> EXTRACTED ENTRIES:
*-*-*
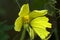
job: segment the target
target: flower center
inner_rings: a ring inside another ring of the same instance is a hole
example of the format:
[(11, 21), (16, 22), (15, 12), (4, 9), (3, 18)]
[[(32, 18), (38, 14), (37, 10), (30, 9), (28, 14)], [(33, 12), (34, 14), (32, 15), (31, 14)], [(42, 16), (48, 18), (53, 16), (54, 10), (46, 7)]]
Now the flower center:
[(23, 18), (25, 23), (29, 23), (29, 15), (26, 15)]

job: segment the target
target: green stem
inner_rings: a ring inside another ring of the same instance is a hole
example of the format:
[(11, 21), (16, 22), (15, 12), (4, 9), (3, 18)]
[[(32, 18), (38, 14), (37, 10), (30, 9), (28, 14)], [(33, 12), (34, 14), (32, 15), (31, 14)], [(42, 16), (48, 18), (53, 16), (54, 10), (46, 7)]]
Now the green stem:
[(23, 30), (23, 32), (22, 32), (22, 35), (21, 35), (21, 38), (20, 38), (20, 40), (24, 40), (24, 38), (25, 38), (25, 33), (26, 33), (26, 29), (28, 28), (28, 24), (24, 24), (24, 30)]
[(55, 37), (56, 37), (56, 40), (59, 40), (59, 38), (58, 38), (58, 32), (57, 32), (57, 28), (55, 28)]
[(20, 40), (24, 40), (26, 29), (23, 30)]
*-*-*
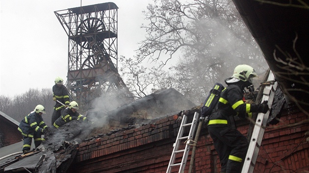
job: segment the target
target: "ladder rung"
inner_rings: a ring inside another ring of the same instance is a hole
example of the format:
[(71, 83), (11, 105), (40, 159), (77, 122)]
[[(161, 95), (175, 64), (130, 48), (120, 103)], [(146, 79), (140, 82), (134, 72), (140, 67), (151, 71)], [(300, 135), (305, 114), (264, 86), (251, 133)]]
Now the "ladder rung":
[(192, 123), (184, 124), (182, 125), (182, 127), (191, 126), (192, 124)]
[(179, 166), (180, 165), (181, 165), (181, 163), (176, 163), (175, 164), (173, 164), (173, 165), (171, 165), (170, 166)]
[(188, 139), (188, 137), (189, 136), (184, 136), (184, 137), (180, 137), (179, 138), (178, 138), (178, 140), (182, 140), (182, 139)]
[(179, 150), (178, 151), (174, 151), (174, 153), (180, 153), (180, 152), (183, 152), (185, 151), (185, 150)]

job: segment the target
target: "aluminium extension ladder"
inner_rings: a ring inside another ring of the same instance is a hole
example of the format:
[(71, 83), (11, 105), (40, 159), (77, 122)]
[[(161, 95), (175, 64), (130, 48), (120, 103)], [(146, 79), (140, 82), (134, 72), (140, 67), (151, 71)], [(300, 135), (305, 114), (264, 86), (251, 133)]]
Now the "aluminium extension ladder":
*-*-*
> EXERCISE GOAL: Count the lines of the records above that contain the word "aluminium", and reply with the number alone.

> COMPLETE ANSWER: 2